== SELECTED TEXT ==
++++++

Re: make filesystem failed while the capacity of raid5 is big than 16TB

Stan Hoeppner <stan@xxxxxxxxxxxxxxxxx> · Tue, 18 Sep 2012 16:20:57 -0500

I'm copying the XFS list as this discussion has migrated more toward
filesystem/workload tuning.

On 9/18/2012 4:35 AM, GuoZhong Han wrote:
> Hi Stan:
>         Thanks for your advice. In your last mail, you mentioned XFS
> file system. According to your suggestion, I changed the file system
> from raid5 (4*2T, chunksize: 128K, strip_catch_size:2048) to XFS. Then
> I did a write performance test on XFS.

++++++

== EXTRACTED RECORDS ==
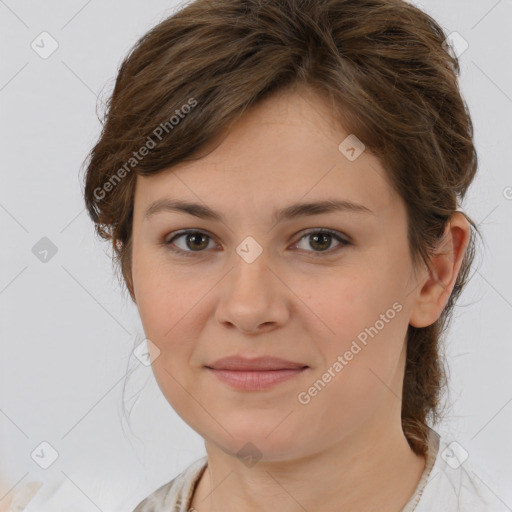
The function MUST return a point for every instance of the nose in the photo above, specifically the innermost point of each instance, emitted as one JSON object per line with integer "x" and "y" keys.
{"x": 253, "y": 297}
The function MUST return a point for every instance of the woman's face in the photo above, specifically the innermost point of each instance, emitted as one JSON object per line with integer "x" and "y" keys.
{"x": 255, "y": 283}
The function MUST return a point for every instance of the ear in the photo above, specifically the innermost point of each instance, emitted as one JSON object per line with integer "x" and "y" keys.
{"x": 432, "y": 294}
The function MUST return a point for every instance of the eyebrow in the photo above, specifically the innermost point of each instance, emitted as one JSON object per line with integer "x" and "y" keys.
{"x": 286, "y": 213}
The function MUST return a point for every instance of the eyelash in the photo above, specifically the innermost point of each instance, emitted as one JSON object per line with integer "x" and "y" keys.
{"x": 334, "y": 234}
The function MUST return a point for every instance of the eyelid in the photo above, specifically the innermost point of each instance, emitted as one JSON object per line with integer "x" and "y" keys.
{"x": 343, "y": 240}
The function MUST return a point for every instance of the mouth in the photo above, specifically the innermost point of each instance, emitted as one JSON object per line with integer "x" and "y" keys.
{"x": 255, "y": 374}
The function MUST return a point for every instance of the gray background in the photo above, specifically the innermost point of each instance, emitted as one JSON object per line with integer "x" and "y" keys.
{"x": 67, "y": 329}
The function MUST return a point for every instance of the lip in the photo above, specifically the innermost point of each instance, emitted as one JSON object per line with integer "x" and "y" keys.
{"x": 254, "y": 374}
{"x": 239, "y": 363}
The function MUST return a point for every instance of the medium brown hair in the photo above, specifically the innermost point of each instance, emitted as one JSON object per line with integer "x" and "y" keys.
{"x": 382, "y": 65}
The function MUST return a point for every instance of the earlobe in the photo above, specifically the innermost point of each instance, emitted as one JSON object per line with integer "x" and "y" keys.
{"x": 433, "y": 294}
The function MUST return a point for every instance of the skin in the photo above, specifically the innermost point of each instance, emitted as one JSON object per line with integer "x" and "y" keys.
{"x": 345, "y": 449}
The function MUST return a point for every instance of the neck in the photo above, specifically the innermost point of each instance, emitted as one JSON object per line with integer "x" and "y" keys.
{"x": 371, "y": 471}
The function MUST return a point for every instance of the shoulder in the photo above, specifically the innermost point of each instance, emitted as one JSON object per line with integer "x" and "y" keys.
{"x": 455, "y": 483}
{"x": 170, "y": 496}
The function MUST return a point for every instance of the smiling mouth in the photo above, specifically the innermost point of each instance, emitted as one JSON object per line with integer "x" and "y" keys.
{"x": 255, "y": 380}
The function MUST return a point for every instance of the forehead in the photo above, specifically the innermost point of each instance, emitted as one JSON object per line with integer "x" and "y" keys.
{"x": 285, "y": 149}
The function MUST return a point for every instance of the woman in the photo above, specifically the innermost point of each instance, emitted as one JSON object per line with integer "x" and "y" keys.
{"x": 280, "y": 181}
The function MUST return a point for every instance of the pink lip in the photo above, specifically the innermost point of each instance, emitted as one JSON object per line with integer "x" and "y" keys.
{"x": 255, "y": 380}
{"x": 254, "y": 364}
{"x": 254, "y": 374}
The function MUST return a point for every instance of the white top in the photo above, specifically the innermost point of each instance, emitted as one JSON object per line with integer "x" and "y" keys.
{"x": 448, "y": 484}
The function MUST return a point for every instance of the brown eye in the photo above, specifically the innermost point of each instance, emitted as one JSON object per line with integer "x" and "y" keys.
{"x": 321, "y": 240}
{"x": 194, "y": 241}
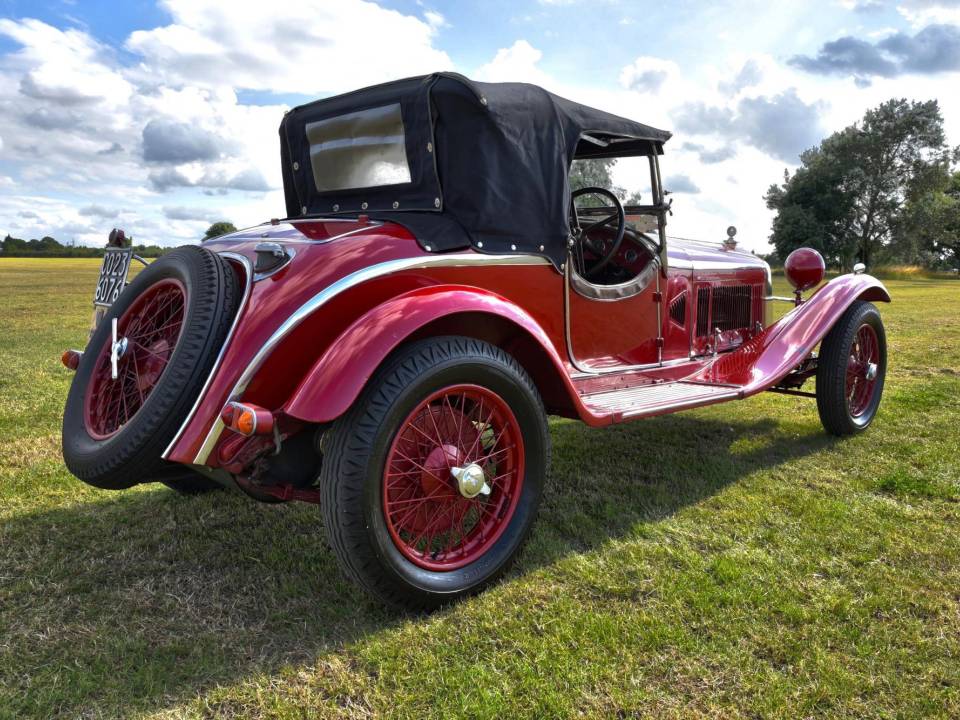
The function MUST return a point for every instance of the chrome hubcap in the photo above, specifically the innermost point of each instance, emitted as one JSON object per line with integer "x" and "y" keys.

++++++

== EXERCISE REQUIREMENTS ==
a - Could you print the part of the XFS thread from "I'm copying the" to "test on XFS."?
b - Can you continue the XFS thread past its last line?
The entries come from a different source than the XFS thread.

== WRITTEN ANSWERS ==
a -
I'm copying the XFS list as this discussion has migrated more toward
filesystem/workload tuning.

On 9/18/2012 4:35 AM, GuoZhong Han wrote:
> Hi Stan:
>         Thanks for your advice. In your last mail, you mentioned XFS
> file system. According to your suggestion, I changed the file system
> from raid5 (4*2T, chunksize: 128K, strip_catch_size:2048) to XFS. Then
> I did a write performance test on XFS.

b -
> The test was as follows:
>         My program used 4 threads to do parallel writing to 30 files
> with 1MB/s writing speed on each file. Each thread was bound on a
> single core. The estimated total speed should be stable at 30MB/s. I
> recorded the total writing speed every second in the test. Compared
> with speed of ext4, when the array was going to be full, the
> performance of XFS has indeed increased. The time to create the XFS
> file system was much less than the cost of ext4. However, I found that
> the total speed wasn’t steady. Although most of time the speed can
> reach to 30M/s, it fell to only about 10MB/s in rare cases. Writing to
> 30 files in parallel was supposed to be easy. Why did this happen?

We'll need more details of your test program and the kernel version
you're using, as well as the directory/file layout used in testing.
Your fstab entry for the filesystem, as well as xfs_info output, are
also needed.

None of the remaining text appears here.